**Provided text**.
::::::::::

SWATplusR: Running SWAT2012 and SWAT+ Projects in R

Documented in run_swatplus

#' Run SWAT+
#'
#' This function allows to run a SWAT+ project in R. Basic
#' settings for the SWAT run such as the simulation period or the time interval
#' for the outputs can be done directly. SWAT simulation outputs can be
#' defined that are returned in a 'tidy' format in R. Functionality such as model
#' parametrization, parallel execution of simulations, or incremental saving of
#' simulation runs is provided.
#'
#' @param project_path  Character string that provides the path to the SWAT project
#'   folder (i.e. TxtInOut).
#' @param output Define the output variables to extract from the SWAT model
#'   runs. See function \code{\link{define_output}} help file to see how to
#'   define simulation outputs.
#' @param parameter (optional) SWAT model parameters either provided as named
#'   vector or a tibble. The parameter changes provided with \code{parameter}
#'   are performed during the model execution accordingly. To learn how to
#'   modify parameters see the \href{https://chrisschuerz.github.io/SWATplusR/articles/SWATplusR.html}{Get started} page of \code{SWATplusR}.

::::::::::

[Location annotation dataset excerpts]
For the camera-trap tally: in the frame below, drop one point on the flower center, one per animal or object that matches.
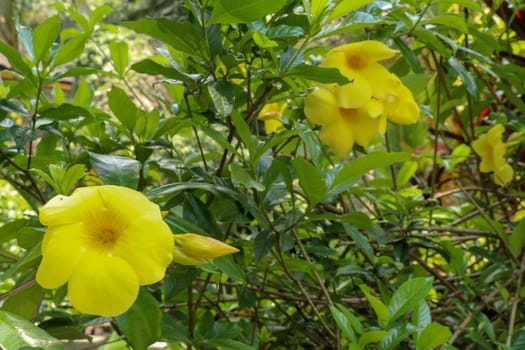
(355, 61)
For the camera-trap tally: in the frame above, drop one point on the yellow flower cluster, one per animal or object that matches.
(107, 241)
(355, 112)
(491, 149)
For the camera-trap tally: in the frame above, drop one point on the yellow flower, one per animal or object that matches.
(104, 242)
(358, 62)
(270, 115)
(357, 111)
(194, 249)
(491, 149)
(341, 127)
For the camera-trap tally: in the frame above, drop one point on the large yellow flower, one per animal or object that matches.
(357, 111)
(104, 242)
(341, 127)
(491, 149)
(358, 62)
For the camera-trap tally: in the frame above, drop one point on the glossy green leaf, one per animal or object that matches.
(346, 6)
(372, 337)
(311, 180)
(21, 334)
(141, 323)
(318, 74)
(45, 35)
(64, 112)
(119, 55)
(241, 176)
(360, 166)
(466, 77)
(433, 336)
(122, 107)
(517, 238)
(408, 296)
(379, 307)
(240, 11)
(116, 170)
(223, 96)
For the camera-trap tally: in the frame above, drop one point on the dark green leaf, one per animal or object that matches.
(122, 107)
(319, 74)
(19, 333)
(311, 180)
(119, 55)
(116, 170)
(466, 77)
(65, 111)
(141, 323)
(408, 296)
(223, 96)
(240, 11)
(433, 336)
(45, 35)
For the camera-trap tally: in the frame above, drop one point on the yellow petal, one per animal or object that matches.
(383, 82)
(339, 136)
(504, 174)
(146, 244)
(272, 125)
(61, 251)
(354, 95)
(202, 246)
(62, 210)
(103, 285)
(320, 106)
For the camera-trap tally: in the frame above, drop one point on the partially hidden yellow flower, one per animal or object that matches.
(194, 249)
(491, 149)
(104, 242)
(270, 114)
(357, 111)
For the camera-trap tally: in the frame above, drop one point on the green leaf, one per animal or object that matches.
(319, 74)
(45, 35)
(449, 20)
(379, 308)
(408, 296)
(346, 6)
(119, 55)
(122, 107)
(141, 323)
(344, 322)
(311, 180)
(433, 336)
(240, 176)
(70, 50)
(360, 166)
(223, 96)
(466, 77)
(517, 238)
(372, 337)
(229, 344)
(360, 241)
(230, 268)
(116, 170)
(241, 11)
(21, 334)
(15, 59)
(409, 55)
(24, 303)
(65, 111)
(182, 36)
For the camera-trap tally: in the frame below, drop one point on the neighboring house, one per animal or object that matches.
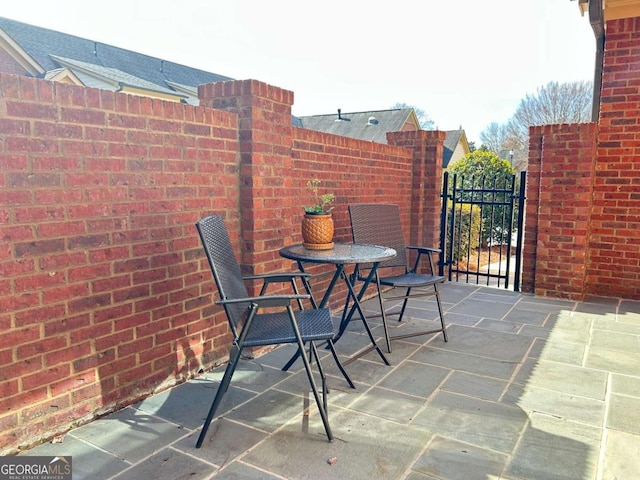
(42, 53)
(38, 52)
(373, 126)
(456, 146)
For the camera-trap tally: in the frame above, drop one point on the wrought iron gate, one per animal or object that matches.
(481, 226)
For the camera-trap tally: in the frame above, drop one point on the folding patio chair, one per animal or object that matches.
(252, 328)
(379, 224)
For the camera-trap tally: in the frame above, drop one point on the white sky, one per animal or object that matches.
(464, 62)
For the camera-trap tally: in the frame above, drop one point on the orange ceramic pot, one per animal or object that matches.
(317, 231)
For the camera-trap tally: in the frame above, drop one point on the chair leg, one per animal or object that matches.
(307, 366)
(339, 363)
(224, 385)
(404, 304)
(313, 351)
(444, 328)
(319, 402)
(383, 315)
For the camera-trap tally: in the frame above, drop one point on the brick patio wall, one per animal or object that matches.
(582, 226)
(105, 296)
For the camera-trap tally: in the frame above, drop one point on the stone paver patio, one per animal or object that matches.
(526, 388)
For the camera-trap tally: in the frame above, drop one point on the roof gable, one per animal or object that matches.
(42, 46)
(372, 126)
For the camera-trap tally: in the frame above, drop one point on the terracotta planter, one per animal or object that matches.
(317, 231)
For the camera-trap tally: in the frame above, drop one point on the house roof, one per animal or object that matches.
(375, 125)
(372, 126)
(49, 50)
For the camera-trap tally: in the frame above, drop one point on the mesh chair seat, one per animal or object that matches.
(411, 280)
(275, 328)
(250, 328)
(379, 224)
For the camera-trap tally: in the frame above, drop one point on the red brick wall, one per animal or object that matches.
(560, 186)
(582, 232)
(614, 248)
(105, 296)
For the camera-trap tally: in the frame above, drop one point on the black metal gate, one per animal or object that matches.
(481, 229)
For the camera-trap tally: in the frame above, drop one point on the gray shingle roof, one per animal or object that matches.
(43, 45)
(372, 126)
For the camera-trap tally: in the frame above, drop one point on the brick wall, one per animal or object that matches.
(102, 296)
(582, 232)
(614, 248)
(105, 296)
(559, 192)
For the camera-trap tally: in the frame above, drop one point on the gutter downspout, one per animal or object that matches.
(596, 18)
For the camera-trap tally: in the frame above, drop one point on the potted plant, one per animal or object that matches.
(317, 224)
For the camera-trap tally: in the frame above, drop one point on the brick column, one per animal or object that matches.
(264, 118)
(426, 186)
(558, 209)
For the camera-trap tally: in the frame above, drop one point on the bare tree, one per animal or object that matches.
(554, 103)
(494, 137)
(423, 119)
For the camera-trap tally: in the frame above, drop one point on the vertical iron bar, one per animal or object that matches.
(445, 253)
(521, 199)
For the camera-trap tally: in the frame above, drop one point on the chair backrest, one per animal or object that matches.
(379, 224)
(224, 265)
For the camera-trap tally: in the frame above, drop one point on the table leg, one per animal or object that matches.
(345, 320)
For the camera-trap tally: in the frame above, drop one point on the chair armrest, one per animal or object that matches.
(423, 249)
(277, 277)
(264, 301)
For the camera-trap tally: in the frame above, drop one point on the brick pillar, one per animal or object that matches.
(264, 119)
(558, 209)
(426, 187)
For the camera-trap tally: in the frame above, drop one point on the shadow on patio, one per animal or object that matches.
(526, 388)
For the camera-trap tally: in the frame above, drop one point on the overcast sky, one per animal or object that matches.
(464, 62)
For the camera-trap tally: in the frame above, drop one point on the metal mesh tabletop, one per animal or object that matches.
(341, 253)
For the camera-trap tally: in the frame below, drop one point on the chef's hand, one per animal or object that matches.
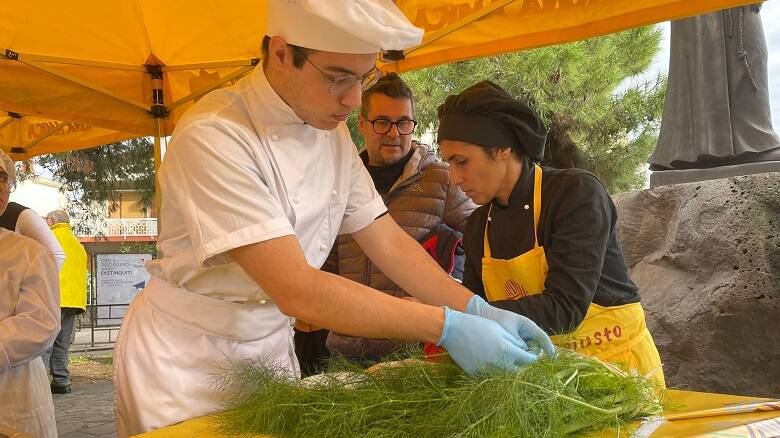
(474, 343)
(519, 326)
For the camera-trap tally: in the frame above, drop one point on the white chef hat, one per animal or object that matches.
(342, 26)
(7, 165)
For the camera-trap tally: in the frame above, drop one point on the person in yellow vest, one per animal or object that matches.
(543, 243)
(73, 299)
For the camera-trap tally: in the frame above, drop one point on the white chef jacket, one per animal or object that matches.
(242, 168)
(31, 225)
(29, 322)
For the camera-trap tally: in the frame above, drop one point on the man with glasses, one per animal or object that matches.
(415, 187)
(258, 181)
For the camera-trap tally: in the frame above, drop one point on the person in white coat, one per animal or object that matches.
(29, 321)
(258, 181)
(27, 222)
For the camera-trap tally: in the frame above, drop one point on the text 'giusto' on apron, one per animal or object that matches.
(615, 334)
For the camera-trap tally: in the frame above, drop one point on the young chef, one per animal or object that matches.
(258, 181)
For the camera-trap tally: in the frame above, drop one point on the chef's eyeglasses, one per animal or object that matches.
(382, 126)
(7, 184)
(341, 84)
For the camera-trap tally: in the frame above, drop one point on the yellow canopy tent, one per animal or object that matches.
(99, 72)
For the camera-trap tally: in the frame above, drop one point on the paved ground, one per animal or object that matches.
(88, 411)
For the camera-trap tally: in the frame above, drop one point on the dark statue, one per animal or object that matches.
(717, 100)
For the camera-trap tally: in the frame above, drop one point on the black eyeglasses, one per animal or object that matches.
(341, 84)
(382, 126)
(7, 184)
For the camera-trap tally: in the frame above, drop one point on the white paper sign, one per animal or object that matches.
(119, 278)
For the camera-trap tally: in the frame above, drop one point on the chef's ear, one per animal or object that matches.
(280, 54)
(504, 153)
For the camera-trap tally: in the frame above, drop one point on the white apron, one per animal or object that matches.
(25, 400)
(179, 357)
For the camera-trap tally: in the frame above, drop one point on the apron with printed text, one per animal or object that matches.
(614, 334)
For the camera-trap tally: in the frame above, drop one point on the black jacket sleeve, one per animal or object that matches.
(575, 234)
(472, 275)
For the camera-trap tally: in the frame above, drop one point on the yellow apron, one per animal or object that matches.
(615, 334)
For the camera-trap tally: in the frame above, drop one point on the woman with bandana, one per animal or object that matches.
(543, 244)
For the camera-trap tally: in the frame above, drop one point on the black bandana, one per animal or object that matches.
(486, 115)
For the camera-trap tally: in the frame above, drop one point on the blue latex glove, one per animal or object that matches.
(518, 325)
(475, 343)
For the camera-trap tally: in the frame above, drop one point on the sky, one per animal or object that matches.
(770, 16)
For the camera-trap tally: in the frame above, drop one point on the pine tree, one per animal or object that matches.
(94, 178)
(597, 121)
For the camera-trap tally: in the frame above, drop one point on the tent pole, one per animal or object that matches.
(157, 161)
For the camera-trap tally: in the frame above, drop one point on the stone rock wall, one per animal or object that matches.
(706, 257)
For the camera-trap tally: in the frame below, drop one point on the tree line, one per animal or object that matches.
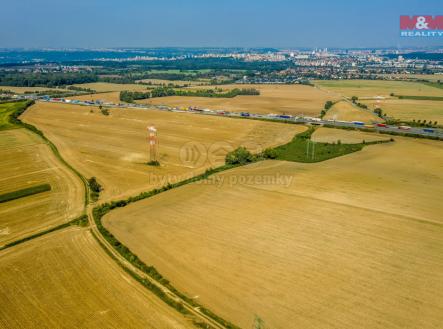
(130, 96)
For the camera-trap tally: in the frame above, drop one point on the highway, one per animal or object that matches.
(417, 131)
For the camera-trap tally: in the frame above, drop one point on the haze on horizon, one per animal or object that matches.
(199, 23)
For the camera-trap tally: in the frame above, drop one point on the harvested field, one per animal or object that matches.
(409, 109)
(331, 135)
(352, 242)
(114, 148)
(105, 87)
(345, 111)
(27, 161)
(65, 280)
(110, 97)
(374, 88)
(278, 99)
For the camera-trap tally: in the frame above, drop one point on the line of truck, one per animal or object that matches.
(434, 132)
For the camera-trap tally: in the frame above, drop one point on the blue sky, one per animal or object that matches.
(205, 23)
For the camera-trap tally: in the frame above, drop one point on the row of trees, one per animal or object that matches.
(130, 96)
(50, 80)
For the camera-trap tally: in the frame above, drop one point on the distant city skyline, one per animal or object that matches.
(198, 23)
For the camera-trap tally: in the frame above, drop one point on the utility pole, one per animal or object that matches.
(153, 142)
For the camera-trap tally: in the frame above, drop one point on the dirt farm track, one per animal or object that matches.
(348, 241)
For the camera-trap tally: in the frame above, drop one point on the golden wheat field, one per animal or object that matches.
(65, 280)
(22, 90)
(27, 161)
(109, 97)
(181, 83)
(353, 242)
(106, 87)
(114, 148)
(330, 135)
(409, 109)
(277, 99)
(345, 111)
(374, 88)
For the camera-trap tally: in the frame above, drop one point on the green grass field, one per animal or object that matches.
(380, 88)
(24, 192)
(302, 149)
(6, 110)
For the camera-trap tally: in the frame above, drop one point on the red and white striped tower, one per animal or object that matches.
(152, 141)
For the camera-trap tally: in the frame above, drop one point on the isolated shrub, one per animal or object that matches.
(270, 153)
(94, 185)
(328, 105)
(239, 156)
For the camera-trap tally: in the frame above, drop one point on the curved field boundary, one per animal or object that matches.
(174, 298)
(150, 271)
(80, 221)
(184, 303)
(14, 119)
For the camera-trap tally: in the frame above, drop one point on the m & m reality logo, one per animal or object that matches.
(421, 26)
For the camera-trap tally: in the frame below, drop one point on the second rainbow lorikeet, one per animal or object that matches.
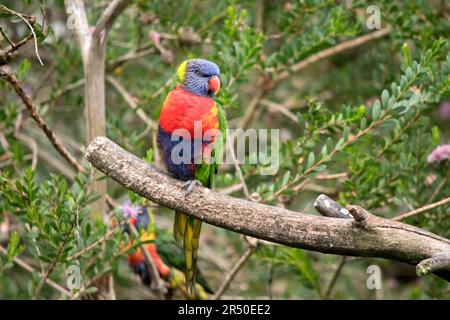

::::::::::

**Required task**.
Update the passage of the SWAT+ documentation that begins at the words "SWATplusR: Running SWAT2012" and stops after "runs is provided.", replacing "parallel" with "concurrent".

**Exercise solution**.
SWATplusR: Running SWAT2012 and SWAT+ Projects in R

Documented in run_swatplus

#' Run SWAT+
#'
#' This function allows to run a SWAT+ project in R. Basic
#' settings for the SWAT run such as the simulation period or the time interval
#' for the outputs can be done directly. SWAT simulation outputs can be
#' defined that are returned in a 'tidy' format in R. Functionality such as model
#' parametrization, concurrent execution of simulations, or incremental saving of
#' simulation runs is provided.